### Text segment

Research Etc. Supports Our Servicemen & Women – Loud and Proud!

It’s no secret to those visiting our website that we at Research Etc. have a special place in our hearts for the men and women who have served, and who are currently serving, in all branches of our United States Armed Forces. 
Americans are entitled to their own personal opinions and feelings regarding any war that has been fought since the beginning of time. One person may strongly oppose a war, while another strongly supports that very same war.  Just turn on the nightly news and know that those on either side of war efforts have had the freedom to shout it loud and proud from the forum of their choice. Whether war supporter or objector, Americans have a duty to thank the brave individuals who have fought for our freedoms and who have ensured our entitlement, to have our own opinions. Of course, that is just my personal opinion – you can choose to thank them or not – you were given that gift by each and every man and woman who has served this country under the US Army, Marine Corps, Navy, Air Force, Coast Guard, Merchant Marines, US Public Health Service Commissioned Corps (PHCC), National Oceanic and Atmospheric Administration Commissioned Corps (NOAA). 
Why such patriotism from the President of a Private Investigation firm? Friends and family alike know the answer, but for those who may wonder, let me shout it loud, even though certain aspects of the answer do not make me quite so proud of myself.   This is my chance to “out” myself about how I came to be a patriotic person – maybe it will give someone a chance to learn from my experiences.

Rows taken from a collection
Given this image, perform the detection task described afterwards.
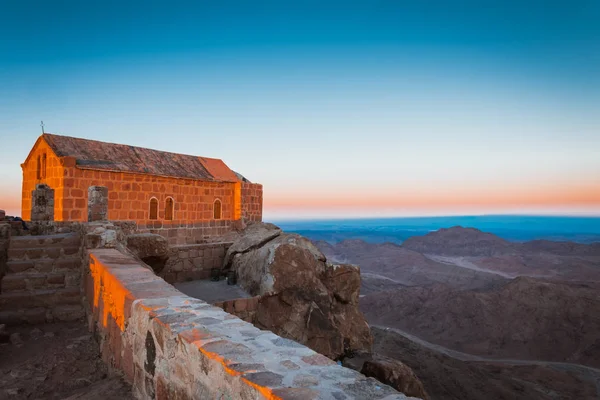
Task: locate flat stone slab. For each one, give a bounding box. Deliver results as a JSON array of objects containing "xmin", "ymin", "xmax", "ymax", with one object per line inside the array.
[{"xmin": 174, "ymin": 279, "xmax": 252, "ymax": 304}]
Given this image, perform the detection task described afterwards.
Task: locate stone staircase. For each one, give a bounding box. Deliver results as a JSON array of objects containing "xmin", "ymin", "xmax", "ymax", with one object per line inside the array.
[{"xmin": 0, "ymin": 233, "xmax": 84, "ymax": 325}]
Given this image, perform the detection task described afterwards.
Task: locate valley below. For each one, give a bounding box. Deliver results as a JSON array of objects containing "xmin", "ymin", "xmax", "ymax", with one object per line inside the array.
[{"xmin": 315, "ymin": 227, "xmax": 600, "ymax": 400}]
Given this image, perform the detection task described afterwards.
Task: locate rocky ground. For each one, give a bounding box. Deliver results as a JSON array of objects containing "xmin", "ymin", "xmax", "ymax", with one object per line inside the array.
[{"xmin": 0, "ymin": 322, "xmax": 133, "ymax": 400}]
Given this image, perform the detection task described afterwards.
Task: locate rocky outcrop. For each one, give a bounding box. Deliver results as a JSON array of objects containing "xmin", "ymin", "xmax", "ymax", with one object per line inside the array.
[
  {"xmin": 223, "ymin": 223, "xmax": 281, "ymax": 269},
  {"xmin": 360, "ymin": 356, "xmax": 429, "ymax": 400},
  {"xmin": 127, "ymin": 233, "xmax": 169, "ymax": 274},
  {"xmin": 402, "ymin": 226, "xmax": 514, "ymax": 256},
  {"xmin": 229, "ymin": 224, "xmax": 372, "ymax": 359}
]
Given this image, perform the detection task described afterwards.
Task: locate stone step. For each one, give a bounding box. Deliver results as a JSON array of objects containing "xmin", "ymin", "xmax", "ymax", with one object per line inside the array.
[
  {"xmin": 0, "ymin": 288, "xmax": 81, "ymax": 311},
  {"xmin": 8, "ymin": 246, "xmax": 81, "ymax": 261},
  {"xmin": 9, "ymin": 233, "xmax": 81, "ymax": 249},
  {"xmin": 6, "ymin": 254, "xmax": 81, "ymax": 276},
  {"xmin": 0, "ymin": 271, "xmax": 81, "ymax": 293}
]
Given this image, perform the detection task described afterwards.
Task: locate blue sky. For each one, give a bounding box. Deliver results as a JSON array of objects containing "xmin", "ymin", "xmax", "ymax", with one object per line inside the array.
[{"xmin": 0, "ymin": 1, "xmax": 600, "ymax": 217}]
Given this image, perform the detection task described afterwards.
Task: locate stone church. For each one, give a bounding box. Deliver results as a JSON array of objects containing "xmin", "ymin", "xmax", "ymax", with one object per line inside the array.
[{"xmin": 21, "ymin": 133, "xmax": 262, "ymax": 234}]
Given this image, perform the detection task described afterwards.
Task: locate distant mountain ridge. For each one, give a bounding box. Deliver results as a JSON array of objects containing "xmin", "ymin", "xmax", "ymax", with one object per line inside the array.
[
  {"xmin": 402, "ymin": 226, "xmax": 600, "ymax": 256},
  {"xmin": 361, "ymin": 277, "xmax": 600, "ymax": 368},
  {"xmin": 277, "ymin": 215, "xmax": 600, "ymax": 244}
]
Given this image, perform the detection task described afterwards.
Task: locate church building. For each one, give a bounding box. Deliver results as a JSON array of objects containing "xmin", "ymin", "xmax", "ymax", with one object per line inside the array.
[{"xmin": 21, "ymin": 133, "xmax": 262, "ymax": 228}]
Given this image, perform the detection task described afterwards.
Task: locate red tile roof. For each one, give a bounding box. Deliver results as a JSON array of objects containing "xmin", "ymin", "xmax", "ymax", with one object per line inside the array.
[{"xmin": 42, "ymin": 133, "xmax": 238, "ymax": 182}]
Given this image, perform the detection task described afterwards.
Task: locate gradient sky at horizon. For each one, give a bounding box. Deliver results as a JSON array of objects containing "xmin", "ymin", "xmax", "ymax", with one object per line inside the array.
[{"xmin": 0, "ymin": 0, "xmax": 600, "ymax": 219}]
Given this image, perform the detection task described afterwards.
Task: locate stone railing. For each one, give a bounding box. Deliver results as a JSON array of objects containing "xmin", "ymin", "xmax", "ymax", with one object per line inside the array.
[{"xmin": 85, "ymin": 249, "xmax": 406, "ymax": 400}]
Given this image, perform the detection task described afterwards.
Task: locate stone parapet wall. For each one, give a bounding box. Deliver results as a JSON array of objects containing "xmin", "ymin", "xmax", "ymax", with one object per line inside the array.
[
  {"xmin": 160, "ymin": 242, "xmax": 231, "ymax": 283},
  {"xmin": 137, "ymin": 220, "xmax": 234, "ymax": 245},
  {"xmin": 85, "ymin": 249, "xmax": 406, "ymax": 400},
  {"xmin": 242, "ymin": 182, "xmax": 263, "ymax": 222},
  {"xmin": 213, "ymin": 296, "xmax": 260, "ymax": 324},
  {"xmin": 56, "ymin": 166, "xmax": 235, "ymax": 224}
]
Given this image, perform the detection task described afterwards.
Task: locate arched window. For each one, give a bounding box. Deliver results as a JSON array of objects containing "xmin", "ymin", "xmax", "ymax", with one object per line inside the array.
[
  {"xmin": 213, "ymin": 199, "xmax": 221, "ymax": 219},
  {"xmin": 150, "ymin": 197, "xmax": 158, "ymax": 219},
  {"xmin": 42, "ymin": 153, "xmax": 46, "ymax": 179},
  {"xmin": 165, "ymin": 197, "xmax": 174, "ymax": 221}
]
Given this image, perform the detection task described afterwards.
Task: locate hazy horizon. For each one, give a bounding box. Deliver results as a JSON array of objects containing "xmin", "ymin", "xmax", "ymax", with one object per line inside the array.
[{"xmin": 0, "ymin": 0, "xmax": 600, "ymax": 220}]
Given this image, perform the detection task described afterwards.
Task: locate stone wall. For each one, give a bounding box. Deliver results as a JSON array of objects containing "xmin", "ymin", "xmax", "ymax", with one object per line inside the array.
[
  {"xmin": 160, "ymin": 242, "xmax": 231, "ymax": 283},
  {"xmin": 21, "ymin": 137, "xmax": 65, "ymax": 221},
  {"xmin": 242, "ymin": 182, "xmax": 263, "ymax": 222},
  {"xmin": 31, "ymin": 183, "xmax": 54, "ymax": 221},
  {"xmin": 137, "ymin": 220, "xmax": 234, "ymax": 245},
  {"xmin": 85, "ymin": 249, "xmax": 406, "ymax": 400}
]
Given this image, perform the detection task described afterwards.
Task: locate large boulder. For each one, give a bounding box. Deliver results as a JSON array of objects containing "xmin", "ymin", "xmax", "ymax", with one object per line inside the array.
[
  {"xmin": 223, "ymin": 223, "xmax": 281, "ymax": 269},
  {"xmin": 231, "ymin": 228, "xmax": 372, "ymax": 360},
  {"xmin": 360, "ymin": 356, "xmax": 429, "ymax": 400}
]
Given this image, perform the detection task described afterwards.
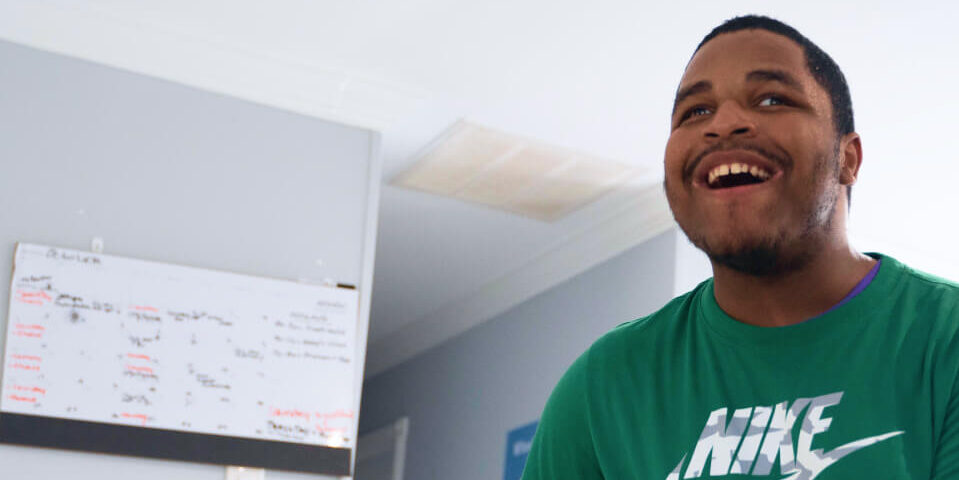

### Exercise
Pick up the post about Research Etc. supporting servicemen and women where it stops, and write the next part.

### Answer to this exercise
I grew up in the 1970’s living a privileged life in Northern California. I was sheltered from the realities of war, or simply oblivious for many reasons. First, there were no CNN or Fox New channels running around the clock to give minute-by-minute updates and images from conflicts around the world – we had 12 channels to choose from at any given time and The Military and History Channels were not an option. Not that I would have paid attention anyway. I marvel at how little I still don’t know because I chose to pass notes, paint my fingernails or sleep during my highschool American History classes. (Students, please pay attention – trust me, if you don’t, you’ll regret it!) Second, during my teenage years, no one in my narrow little world was going off to war at that time. My big sister, Judy, had a head start on the whole patriotism thing - she anguished as many of her childhood friends went off to Viet Nam and experienced the sorrow when some didn’t return as the same boys who had left, or sadly, didn’t return at all. She totally got it, but I was simply too young to understand.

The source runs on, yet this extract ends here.